Copy the listing below line for line, with no changes to any line.

_PROVIDED DATA_.
========

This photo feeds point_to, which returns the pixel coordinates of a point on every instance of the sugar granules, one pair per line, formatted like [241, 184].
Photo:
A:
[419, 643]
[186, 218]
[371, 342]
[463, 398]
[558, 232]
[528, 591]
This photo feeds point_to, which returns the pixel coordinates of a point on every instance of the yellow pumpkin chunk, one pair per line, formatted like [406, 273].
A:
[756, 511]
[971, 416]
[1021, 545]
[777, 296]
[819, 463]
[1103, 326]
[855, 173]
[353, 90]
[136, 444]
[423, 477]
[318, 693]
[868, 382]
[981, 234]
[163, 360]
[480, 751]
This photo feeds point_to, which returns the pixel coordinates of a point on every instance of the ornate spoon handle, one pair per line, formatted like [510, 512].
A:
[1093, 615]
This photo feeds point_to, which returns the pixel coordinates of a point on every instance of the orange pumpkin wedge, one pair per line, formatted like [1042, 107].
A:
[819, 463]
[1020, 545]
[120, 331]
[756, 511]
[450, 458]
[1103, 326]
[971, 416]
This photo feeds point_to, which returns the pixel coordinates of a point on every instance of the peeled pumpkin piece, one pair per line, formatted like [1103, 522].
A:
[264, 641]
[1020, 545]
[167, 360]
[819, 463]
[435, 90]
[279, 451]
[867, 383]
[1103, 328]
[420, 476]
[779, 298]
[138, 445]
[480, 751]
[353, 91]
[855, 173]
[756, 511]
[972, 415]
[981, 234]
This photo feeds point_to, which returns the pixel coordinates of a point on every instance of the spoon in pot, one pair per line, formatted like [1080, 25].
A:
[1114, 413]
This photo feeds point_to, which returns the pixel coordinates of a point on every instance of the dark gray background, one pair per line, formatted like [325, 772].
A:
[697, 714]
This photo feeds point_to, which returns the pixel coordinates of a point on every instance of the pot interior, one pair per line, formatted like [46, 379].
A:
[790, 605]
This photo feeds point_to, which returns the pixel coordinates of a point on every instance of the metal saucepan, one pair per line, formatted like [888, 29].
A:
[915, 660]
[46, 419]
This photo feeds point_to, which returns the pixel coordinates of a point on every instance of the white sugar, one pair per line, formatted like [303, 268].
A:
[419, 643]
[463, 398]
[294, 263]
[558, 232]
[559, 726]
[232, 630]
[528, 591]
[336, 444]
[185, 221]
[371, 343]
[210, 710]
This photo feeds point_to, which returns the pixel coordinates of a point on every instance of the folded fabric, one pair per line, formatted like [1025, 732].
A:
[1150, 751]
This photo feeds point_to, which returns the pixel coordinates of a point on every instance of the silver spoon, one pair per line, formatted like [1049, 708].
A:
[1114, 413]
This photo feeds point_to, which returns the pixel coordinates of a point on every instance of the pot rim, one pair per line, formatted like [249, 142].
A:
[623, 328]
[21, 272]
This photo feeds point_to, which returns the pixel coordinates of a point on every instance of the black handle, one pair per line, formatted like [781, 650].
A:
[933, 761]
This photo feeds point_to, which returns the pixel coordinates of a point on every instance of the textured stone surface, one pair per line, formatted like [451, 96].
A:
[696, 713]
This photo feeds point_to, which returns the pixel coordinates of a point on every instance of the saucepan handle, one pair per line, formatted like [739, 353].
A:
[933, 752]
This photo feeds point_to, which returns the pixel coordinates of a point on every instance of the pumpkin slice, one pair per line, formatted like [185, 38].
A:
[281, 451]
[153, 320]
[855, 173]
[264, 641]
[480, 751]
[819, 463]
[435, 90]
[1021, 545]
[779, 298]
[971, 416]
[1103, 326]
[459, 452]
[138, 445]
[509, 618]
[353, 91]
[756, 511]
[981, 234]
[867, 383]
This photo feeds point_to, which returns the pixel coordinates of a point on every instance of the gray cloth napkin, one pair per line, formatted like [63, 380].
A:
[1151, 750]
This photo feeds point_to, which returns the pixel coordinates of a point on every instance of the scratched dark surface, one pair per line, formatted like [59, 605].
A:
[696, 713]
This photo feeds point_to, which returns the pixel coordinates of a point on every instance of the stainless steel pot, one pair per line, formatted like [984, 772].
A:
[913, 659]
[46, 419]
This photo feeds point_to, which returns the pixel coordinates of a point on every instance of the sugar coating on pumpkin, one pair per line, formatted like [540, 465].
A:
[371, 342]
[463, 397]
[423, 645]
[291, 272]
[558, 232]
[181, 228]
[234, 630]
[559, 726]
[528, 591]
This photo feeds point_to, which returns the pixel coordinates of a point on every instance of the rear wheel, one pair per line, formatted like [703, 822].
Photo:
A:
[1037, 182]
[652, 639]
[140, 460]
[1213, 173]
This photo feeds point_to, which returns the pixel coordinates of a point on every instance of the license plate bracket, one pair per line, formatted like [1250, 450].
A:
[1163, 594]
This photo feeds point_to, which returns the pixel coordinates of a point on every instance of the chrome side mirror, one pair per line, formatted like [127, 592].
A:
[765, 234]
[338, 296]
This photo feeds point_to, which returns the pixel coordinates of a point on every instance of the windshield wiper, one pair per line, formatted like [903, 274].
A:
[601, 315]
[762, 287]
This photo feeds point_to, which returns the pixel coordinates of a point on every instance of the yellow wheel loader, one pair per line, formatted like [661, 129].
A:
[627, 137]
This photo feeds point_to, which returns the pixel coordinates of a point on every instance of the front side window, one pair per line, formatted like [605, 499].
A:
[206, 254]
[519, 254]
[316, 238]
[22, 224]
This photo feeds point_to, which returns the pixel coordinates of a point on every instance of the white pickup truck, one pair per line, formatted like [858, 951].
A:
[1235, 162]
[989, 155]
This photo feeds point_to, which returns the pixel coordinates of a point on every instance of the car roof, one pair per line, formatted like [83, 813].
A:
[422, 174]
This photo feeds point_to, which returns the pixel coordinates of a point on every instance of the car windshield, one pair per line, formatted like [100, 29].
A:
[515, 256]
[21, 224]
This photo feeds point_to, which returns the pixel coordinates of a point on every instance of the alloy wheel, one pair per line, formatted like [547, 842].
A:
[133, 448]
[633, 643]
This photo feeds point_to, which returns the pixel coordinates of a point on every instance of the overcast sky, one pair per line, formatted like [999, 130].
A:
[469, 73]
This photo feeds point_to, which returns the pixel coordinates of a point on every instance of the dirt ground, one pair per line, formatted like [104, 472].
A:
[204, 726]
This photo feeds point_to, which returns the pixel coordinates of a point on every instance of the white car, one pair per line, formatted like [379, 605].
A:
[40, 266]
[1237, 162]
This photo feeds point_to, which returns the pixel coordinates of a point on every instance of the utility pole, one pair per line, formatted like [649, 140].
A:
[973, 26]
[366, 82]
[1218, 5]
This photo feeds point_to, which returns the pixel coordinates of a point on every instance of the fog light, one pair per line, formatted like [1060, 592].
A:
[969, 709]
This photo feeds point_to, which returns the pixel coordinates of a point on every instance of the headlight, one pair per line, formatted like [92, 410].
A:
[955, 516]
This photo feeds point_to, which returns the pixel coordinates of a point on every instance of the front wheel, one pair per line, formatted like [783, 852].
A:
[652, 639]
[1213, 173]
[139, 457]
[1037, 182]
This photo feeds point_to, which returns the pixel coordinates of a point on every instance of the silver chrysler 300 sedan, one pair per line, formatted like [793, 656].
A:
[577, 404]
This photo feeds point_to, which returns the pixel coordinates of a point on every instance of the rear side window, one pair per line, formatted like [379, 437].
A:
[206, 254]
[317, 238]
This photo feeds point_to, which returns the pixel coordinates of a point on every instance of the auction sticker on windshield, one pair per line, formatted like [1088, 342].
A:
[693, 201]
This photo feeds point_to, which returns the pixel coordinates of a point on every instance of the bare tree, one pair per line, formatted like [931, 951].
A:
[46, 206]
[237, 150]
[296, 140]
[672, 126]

========

_REPLY_.
This photo feeds point_to, which returns the pixel coordinates of a point on every instance of the sugar granules, one pair per line, formatted like [241, 184].
Photo:
A:
[419, 643]
[186, 218]
[371, 342]
[463, 398]
[558, 232]
[528, 591]
This photo feeds point_to, which returns the pixel coordinates of a point on every instance of the yellow pumpkin chunk, one pair per line, formatted like [406, 273].
A:
[756, 511]
[971, 416]
[1021, 545]
[777, 296]
[819, 463]
[1103, 326]
[855, 173]
[353, 90]
[136, 444]
[423, 477]
[318, 693]
[868, 382]
[981, 234]
[163, 360]
[480, 751]
This photo feeds point_to, which returns the pixel coordinates of a point on every instance of the ornate spoon handle, one pair per line, formatted like [510, 512].
A:
[1093, 615]
This photo feeds point_to, which returns the pixel coordinates of a point on every instance of the orange pumpkin wedge, one pair per line, formatted like [1042, 107].
A:
[819, 463]
[1020, 545]
[120, 331]
[756, 511]
[450, 458]
[1103, 326]
[971, 416]
This photo feeds point_to, which returns the pixel coordinates of a point on every instance of the peeled pumpkin piece, one pair per line, formatted like [1103, 522].
A:
[264, 641]
[1020, 545]
[167, 360]
[819, 463]
[435, 90]
[279, 451]
[867, 383]
[1103, 328]
[420, 476]
[779, 298]
[138, 445]
[480, 751]
[353, 91]
[855, 173]
[756, 511]
[972, 415]
[981, 234]
This photo feeds point_to, which returns the pixel coordinates of a point on every instance of the spoon in pot, one pair per line, formatted like [1080, 25].
A:
[1114, 413]
This photo feeds point_to, which returns the pixel coordinates of a point on every instance of the dark gray background, one pair per line, formatted like [325, 772].
A:
[697, 714]
This photo feeds point_to, which returns the pixel coordinates of a point on every instance of the pot interior, one pair per line, formatted like [46, 379].
A:
[790, 605]
This photo feeds point_to, which returns the pixel coordinates of a point on every instance of the metal saucepan, one pair per line, formatted like [888, 29].
A:
[915, 660]
[46, 419]
This photo feeds point_to, which returns the pixel coordinates of a point on every instance of the white sugar, one pair per line, formatted like [303, 268].
A:
[419, 643]
[463, 398]
[294, 263]
[558, 232]
[559, 726]
[232, 630]
[528, 591]
[336, 444]
[185, 221]
[371, 343]
[210, 710]
This photo feeds point_to, which returns the pixel coordinates of a point on every instance of the folded fabric, one pair per line, formatted like [1025, 732].
A:
[1150, 751]
This photo feeds point_to, which returns the pixel coordinates of a point on every instance of the silver spoon, one pair per line, formatted like [1049, 708].
A:
[1114, 413]
This photo feeds point_to, which returns the pixel coordinates of a point on every instance of the pot rim, one pair per line, formatted like [249, 142].
A:
[623, 328]
[21, 272]
This photo feeds point_to, which returns the pixel coordinates of a point on every instance of the black handle, one pair per line, formatted like [781, 650].
A:
[933, 761]
This photo feeds point_to, which returns the pixel coordinates of a point on every instance of the textured stone surface, one pair per line, formatted like [451, 96].
A:
[696, 713]
This photo feeds point_to, which returns the pixel coordinates of a point on every instance of the saucepan handle, one pair per line, formatted like [739, 353].
A:
[933, 752]
This photo feeds point_to, which returns the pixel coordinates of a point on every instance of the pumpkin slice, one pair per line, formatted like [185, 38].
A:
[281, 451]
[153, 320]
[855, 173]
[264, 641]
[480, 751]
[819, 463]
[435, 90]
[1021, 545]
[779, 298]
[971, 416]
[1103, 326]
[459, 452]
[138, 445]
[509, 618]
[353, 91]
[756, 511]
[981, 234]
[867, 383]
This photo feeds point_to, which returns the pixel coordinates of a point on every instance of the gray cloth napkin, one pair per line, formatted like [63, 380].
A:
[1151, 750]
This photo feeds point_to, which returns the pixel coordinates of a point on every instance of the scratched dark surface, one pair per line, formatted like [59, 605].
A:
[696, 713]
This photo feeds point_to, which returns the pixel coordinates of a point on every instance of the stainless steel pot, one pair per line, formatted like [984, 772].
A:
[913, 659]
[46, 419]
This photo feeds point_to, which returns the pixel coordinates of a point on every instance of the sugar coating on pumpkin, one pair per line, formatted like [540, 465].
A:
[371, 342]
[463, 397]
[423, 645]
[291, 272]
[558, 232]
[181, 228]
[234, 630]
[559, 726]
[528, 591]
This photo feeds point_to, which returns the pixel coordinates of a point on every instance of the rear wheel, one pair per line, formatted like [703, 822].
Photo:
A:
[1037, 182]
[652, 639]
[140, 460]
[1213, 173]
This photo feeds point_to, which returns the pixel coordinates of a point on every instance of the license plate bracket, one pair per line, formatted like [1250, 450].
A:
[1163, 594]
This photo feeds point_to, which returns the pixel coordinates of a point on every instance of the chrome side mirror, one pair per line, formatted like [127, 592].
A:
[765, 234]
[338, 296]
This photo feeds point_to, which returns the pixel coordinates of a point on every instance of the windshield wiper, one pair per line, formatted like [903, 274].
A:
[601, 315]
[762, 287]
This photo feeds point_to, which returns the pixel coordinates of a point on every instance of the yellow wheel loader, one pair per line, formatted like [661, 129].
A:
[627, 137]
This photo feeds point_to, which returns the pixel coordinates of a point on every instance of the front side window, one pair per line, formatted like [605, 499].
A:
[206, 254]
[519, 254]
[316, 238]
[22, 224]
This photo feeds point_to, which returns the pixel coordinates of a point on every instance of the white pickup truck, one pair per line, formatted like [858, 951].
A:
[1235, 162]
[989, 155]
This photo feeds point_to, which returns the pixel coordinates of a point on every instance of the car roof, one pair per line, formatted like [83, 813].
A:
[422, 174]
This photo feeds point_to, which returns the pixel coordinates of a point on every instance of the car windshield, one pair per line, formatted like [100, 29].
A:
[515, 256]
[21, 224]
This photo feeds point_to, which returns the pixel coordinates of a point on every instance of the alloy wheel, one pair per line, formatted like [547, 842].
A:
[133, 448]
[633, 643]
This photo feeds point_to, which returns the pixel coordinates of a point on every instance of the overcast sky, one pair per line, formatted like [999, 130].
A:
[469, 73]
This photo feeds point_to, which returns the pixel coordinates of a point on every instance of the dirt ground, one pair per line, formatted like [104, 472].
A:
[204, 726]
This photo feeds point_to, which returns the pixel coordinates of a point on every instance of the white car, one pair per line, formatted like [379, 605].
A:
[40, 266]
[1237, 162]
This photo feeds point_to, which returns the pixel coordinates of a point on every instance of the utility pole, one pair per line, formatted like [649, 140].
A:
[973, 26]
[366, 82]
[1218, 5]
This photo feeds point_to, which returns the pixel coordinates of a point on every instance of the fog light, one pair per line, formatted like [1060, 592].
A:
[969, 709]
This photo feeds point_to, which returns the pixel coordinates of a point on every instance of the headlight, one pair per line, formatted like [92, 410].
A:
[955, 516]
This photo feeds point_to, which returns the pixel coordinates of a point on every instance of the front wheel, one pair per line, formatted like [783, 852].
A:
[652, 639]
[1213, 173]
[139, 457]
[1037, 182]
This photo feeds point_to, which returns the pixel coordinates of a point on every instance of the silver chrysler 300 sedan, one pair per line, formatted like [793, 656].
A:
[577, 404]
This photo feeds point_to, which returns the pixel coordinates of a point on every instance of the rear side window, one pair per line, formatted like [379, 437].
A:
[206, 254]
[317, 238]
This photo feeds point_to, which returns the pixel coordinates of a point on every instance of the auction sticker on windshield, one pair per line, formatted like [1088, 342].
A:
[693, 201]
This photo feeds point_to, which returns the pixel coordinates of a point on every instance of the bare tree, one pair per line, formatted like [931, 951].
A:
[46, 206]
[237, 150]
[296, 140]
[672, 126]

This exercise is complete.